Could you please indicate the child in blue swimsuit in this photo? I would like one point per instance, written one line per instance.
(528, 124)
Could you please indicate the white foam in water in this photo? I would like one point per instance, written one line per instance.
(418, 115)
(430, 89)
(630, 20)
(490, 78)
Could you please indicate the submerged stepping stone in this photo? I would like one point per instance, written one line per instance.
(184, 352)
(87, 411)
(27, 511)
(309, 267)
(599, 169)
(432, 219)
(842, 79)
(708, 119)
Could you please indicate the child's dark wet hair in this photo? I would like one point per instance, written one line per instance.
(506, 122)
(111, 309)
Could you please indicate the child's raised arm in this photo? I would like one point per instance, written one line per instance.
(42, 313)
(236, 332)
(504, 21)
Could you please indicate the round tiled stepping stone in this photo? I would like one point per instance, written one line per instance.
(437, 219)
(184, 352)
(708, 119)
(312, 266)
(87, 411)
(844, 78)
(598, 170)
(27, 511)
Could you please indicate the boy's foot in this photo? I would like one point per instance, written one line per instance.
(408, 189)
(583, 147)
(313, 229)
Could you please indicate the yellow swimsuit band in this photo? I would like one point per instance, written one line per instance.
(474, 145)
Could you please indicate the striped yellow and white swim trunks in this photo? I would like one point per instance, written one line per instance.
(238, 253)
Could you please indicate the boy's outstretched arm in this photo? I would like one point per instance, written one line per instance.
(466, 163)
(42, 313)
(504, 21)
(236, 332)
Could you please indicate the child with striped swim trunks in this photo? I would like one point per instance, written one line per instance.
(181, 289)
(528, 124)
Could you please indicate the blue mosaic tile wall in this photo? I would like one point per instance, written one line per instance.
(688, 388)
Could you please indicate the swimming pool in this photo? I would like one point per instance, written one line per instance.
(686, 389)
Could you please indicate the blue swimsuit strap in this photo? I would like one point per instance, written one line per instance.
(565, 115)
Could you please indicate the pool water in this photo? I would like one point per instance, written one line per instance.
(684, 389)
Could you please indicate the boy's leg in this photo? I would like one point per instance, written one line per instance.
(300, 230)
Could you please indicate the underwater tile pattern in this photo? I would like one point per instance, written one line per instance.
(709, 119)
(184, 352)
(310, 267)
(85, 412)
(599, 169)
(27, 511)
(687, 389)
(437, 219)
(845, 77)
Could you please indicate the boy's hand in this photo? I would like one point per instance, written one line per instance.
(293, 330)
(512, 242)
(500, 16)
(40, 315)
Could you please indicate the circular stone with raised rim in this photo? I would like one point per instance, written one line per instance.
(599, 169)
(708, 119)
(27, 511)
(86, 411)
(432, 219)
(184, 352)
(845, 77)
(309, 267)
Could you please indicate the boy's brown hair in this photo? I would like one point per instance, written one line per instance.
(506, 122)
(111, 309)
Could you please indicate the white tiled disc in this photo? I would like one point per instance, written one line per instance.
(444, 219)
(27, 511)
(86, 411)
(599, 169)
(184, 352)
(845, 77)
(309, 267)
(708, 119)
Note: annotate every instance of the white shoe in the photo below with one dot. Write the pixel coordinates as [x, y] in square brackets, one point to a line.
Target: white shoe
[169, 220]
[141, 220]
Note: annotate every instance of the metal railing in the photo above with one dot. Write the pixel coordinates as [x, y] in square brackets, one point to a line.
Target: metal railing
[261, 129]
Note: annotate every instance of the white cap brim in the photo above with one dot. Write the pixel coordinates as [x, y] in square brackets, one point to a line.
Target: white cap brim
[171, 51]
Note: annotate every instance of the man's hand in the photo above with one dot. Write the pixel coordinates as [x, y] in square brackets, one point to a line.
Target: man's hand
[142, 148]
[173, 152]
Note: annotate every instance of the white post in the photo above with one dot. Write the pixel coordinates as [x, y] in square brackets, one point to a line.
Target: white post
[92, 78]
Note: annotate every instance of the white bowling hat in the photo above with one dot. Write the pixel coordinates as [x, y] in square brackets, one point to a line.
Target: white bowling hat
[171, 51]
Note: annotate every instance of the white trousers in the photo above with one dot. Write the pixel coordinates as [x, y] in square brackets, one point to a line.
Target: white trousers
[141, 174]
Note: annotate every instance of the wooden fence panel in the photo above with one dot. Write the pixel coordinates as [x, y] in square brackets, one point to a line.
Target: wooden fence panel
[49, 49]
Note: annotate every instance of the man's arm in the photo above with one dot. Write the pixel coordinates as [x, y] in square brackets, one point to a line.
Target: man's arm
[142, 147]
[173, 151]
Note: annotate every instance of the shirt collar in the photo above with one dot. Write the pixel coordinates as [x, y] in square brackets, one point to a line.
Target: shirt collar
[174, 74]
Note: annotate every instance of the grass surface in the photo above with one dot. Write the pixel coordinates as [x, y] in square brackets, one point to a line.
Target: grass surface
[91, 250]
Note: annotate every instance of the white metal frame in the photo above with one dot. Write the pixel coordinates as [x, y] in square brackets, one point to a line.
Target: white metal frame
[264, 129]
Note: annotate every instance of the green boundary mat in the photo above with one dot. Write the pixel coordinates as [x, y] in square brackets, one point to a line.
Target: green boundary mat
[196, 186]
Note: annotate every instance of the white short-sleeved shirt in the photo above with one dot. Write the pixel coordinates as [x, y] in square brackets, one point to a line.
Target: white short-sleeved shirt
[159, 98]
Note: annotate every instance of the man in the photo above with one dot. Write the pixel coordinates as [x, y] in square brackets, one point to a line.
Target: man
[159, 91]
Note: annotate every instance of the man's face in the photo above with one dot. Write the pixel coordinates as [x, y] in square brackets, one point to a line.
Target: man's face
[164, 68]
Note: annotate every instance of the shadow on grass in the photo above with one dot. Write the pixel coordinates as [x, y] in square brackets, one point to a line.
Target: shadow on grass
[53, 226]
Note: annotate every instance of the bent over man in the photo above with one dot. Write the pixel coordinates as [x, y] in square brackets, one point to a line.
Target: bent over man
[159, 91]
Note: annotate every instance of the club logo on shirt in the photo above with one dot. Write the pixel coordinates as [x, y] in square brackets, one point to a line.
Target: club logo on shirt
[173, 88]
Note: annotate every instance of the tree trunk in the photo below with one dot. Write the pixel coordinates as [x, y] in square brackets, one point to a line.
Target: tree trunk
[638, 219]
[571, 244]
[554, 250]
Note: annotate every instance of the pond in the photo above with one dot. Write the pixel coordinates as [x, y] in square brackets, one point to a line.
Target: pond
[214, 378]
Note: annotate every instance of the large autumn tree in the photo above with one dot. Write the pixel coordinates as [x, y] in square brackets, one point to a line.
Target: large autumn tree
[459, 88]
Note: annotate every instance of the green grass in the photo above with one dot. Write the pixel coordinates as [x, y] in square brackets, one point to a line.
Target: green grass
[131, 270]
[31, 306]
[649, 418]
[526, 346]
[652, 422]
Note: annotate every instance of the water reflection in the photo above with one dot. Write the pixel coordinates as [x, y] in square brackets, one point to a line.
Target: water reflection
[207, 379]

## PROBLEM STATEMENT
Top to bottom, transcribe every line above exactly.

## RESPONSE BOX
Could you please indicate the child in blue swimsuit in this photo? I would like one point per instance, written one line per instance.
(528, 124)
Could you please indicate the white foam in water in this photo? I would like one point per instance, written one line per instance.
(418, 115)
(430, 89)
(630, 20)
(490, 78)
Could you please indicate the submerged stepping stone in this photo? I would like one point per instance, written one line per instance.
(184, 352)
(87, 411)
(27, 511)
(309, 267)
(599, 169)
(432, 219)
(842, 79)
(708, 119)
Could you please indicate the child's dark wet hair in this photo? I would like one point per instance, written one line per instance.
(506, 122)
(111, 309)
Could you please indicate the child's raised arm in this photo? I would like one point per instance, written one line per instance.
(42, 313)
(236, 332)
(504, 21)
Could you please indicate the round tiled stepping stone in this photo? I would like one point per instance, written one line per instance.
(437, 219)
(184, 352)
(708, 119)
(312, 266)
(87, 411)
(844, 78)
(598, 170)
(27, 511)
Could you please indicate the boy's foot in this photo? I would like one point per instance, written one line per instance.
(408, 189)
(583, 147)
(313, 229)
Could you please indicate the yellow swimsuit band in this photo? I would like one point per instance, written one line per instance.
(474, 145)
Could you please indicate the striped yellow and white swim trunks in this photo? I would like one point per instance, written one line per instance.
(238, 253)
Could you please indicate the boy's outstretched arm in this photo? I would like one point per instance, written one line per instance.
(466, 163)
(42, 313)
(504, 21)
(236, 332)
Could you please indicate the child with striped swim trunks in this photo? I would like one point per instance, written one line per instance.
(181, 289)
(528, 124)
Could you please indicate the blue mosaic tile wall in this photo? I would like one point per instance, written one line per instance.
(688, 388)
Could you please indicate the swimming pool in this photo? I would like one point per instance, written one line per instance.
(686, 389)
Could you please indicate the blue swimsuit strap in this photo? I would like one point per instance, written one line per instance.
(565, 115)
Could you please indicate the pool water in this photo? I would like one point per instance, written one line per instance.
(684, 389)
Could you please indicate the boy's leg in this photo? I would like one point per instance, written one line per instance.
(300, 230)
Could you please indicate the underwater tile pattern in this photo? I would like one point per instance, written one line per instance.
(709, 119)
(184, 352)
(310, 267)
(85, 412)
(599, 169)
(27, 511)
(687, 389)
(437, 219)
(845, 77)
Could you please indicate the boy's hand in this photo? I would like one point per instance, written one line per instance.
(293, 330)
(512, 242)
(500, 16)
(40, 315)
Could you please indicate the circular stone with raised rim in this photo? I would like one point per instance, written one line per instance.
(599, 169)
(708, 119)
(27, 511)
(86, 411)
(432, 219)
(184, 352)
(845, 77)
(309, 267)
Could you please indicate the boy's brown hair in this photo? I would like one point per instance, written one line per instance.
(506, 122)
(111, 309)
Could you please indicate the white tiled disc in this photo? I would like one point per instance, written one line per instance.
(444, 219)
(27, 511)
(86, 411)
(599, 169)
(184, 352)
(845, 77)
(309, 267)
(708, 119)
Note: annotate every instance of the white shoe in the photo below with one dot. Write the pixel coordinates as [x, y] in square brackets, one point to a line.
Target: white shoe
[169, 220]
[141, 220]
Note: annotate every instance of the metal railing in the photo above with one dot. Write the pixel coordinates as [x, y] in square brackets, one point to a line.
Target: metal railing
[261, 129]
Note: annotate every instance of the white cap brim in the photo above with one dot. Write the pixel coordinates as [x, y] in square brackets, one point to a line.
Target: white cap brim
[171, 51]
Note: annotate every instance of the man's hand in the photo above with one dot. Write the pixel coordinates as [x, y] in square brackets, one point to a line.
Target: man's hand
[142, 148]
[173, 152]
Note: annotate every instance of the white post in the photo above with one dot. Write the pixel coordinates as [x, y] in square brackets, one point to a line.
Target: white post
[92, 78]
Note: annotate every instance of the white bowling hat in the photo above with one dot. Write the pixel coordinates as [x, y] in square brackets, one point to a line.
Target: white bowling hat
[171, 51]
Note: annotate every instance of the white trousers in the photo above with one dot. Write the pixel coordinates as [x, y] in square brackets, one point to a line.
Target: white trousers
[141, 174]
Note: annotate every instance of the wooden fence panel in the photo above with one dot. Write the pixel coordinates as [x, y] in square brackets, one point to a line.
Target: wooden fence panel
[49, 49]
Note: annotate every instance of the man's arm in the photo above with one dot. Write the pixel coordinates as [x, y] in square brackets, one point to a line.
Target: man's arm
[142, 147]
[173, 151]
Note: annotate every instance of the shirt collar in the photo above with one dot. Write the pixel coordinates as [x, y] in square brackets, one point to a line.
Target: shirt collar
[174, 74]
Note: annotate every instance of the grass surface in the photo above with one dot. Write the pixel coordinates as [x, y] in square brackets, one point to a line.
Target: grass surface
[91, 250]
Note: annotate every instance of the white metal frame in the photo above with one dot. Write the pixel coordinates as [x, y] in square brackets, one point to a line.
Target: white metal frame
[264, 129]
Note: annotate every instance of the green boundary mat in the photo above with one dot. Write the pixel coordinates as [x, y] in square brackets, one point to a line.
Target: green boundary mat
[196, 186]
Note: annotate every instance of the white short-sleeved shirt in the photo above with one dot. Write the pixel coordinates as [x, y] in square brackets, one point to a line.
Target: white short-sleeved shirt
[159, 98]
Note: annotate every instance of the man in the photo above with one dot. Write the pixel coordinates as [x, y] in square brackets, one point to a line.
Target: man
[159, 91]
Note: annotate every instance of the man's face in the photo above with one dot. Write the pixel coordinates as [x, y] in square brackets, one point to a line.
Target: man's face
[164, 68]
Note: annotate every instance of the shadow on grass in the photo above with one dot. Write the pixel coordinates as [x, y] in square brackets, one point to a line.
Target: shadow on grass
[53, 226]
Note: annotate every instance of the bent over man in the photo above with one dot. Write the pixel coordinates as [x, y] in square brackets, one point to a line.
Target: bent over man
[159, 91]
Note: annotate every instance of the club logo on shirt in the photo above with one dot. Write the pixel coordinates as [x, y] in square brackets, one point to a line.
Target: club logo on shirt
[173, 88]
Note: annotate every instance of the tree trunk in the photo below with one dot. Write the pixel coordinates as [x, y] in square brackets, one point to a line.
Target: tree trunk
[638, 219]
[571, 244]
[554, 250]
Note: annotate every instance of the pond in the photo above with one dot. Write the pixel coordinates as [x, y] in square brackets, one point to a line.
Target: pond
[214, 378]
Note: annotate every instance of the large autumn tree in the photo above with one dot. Write the pixel coordinates as [x, y] in square brackets, one point to a line.
Target: large autumn tree
[459, 88]
Note: annotate every instance of the green grass in the photo above with one dot. Write the pixel coordinates as [x, y] in square brackets, one point to a line.
Target: green grass
[131, 270]
[31, 306]
[649, 418]
[526, 346]
[652, 422]
Note: annotate every instance of the water reflection in the photo above with one dot. Write the pixel coordinates as [x, y] in square brackets, one point to a line.
Target: water reflection
[207, 379]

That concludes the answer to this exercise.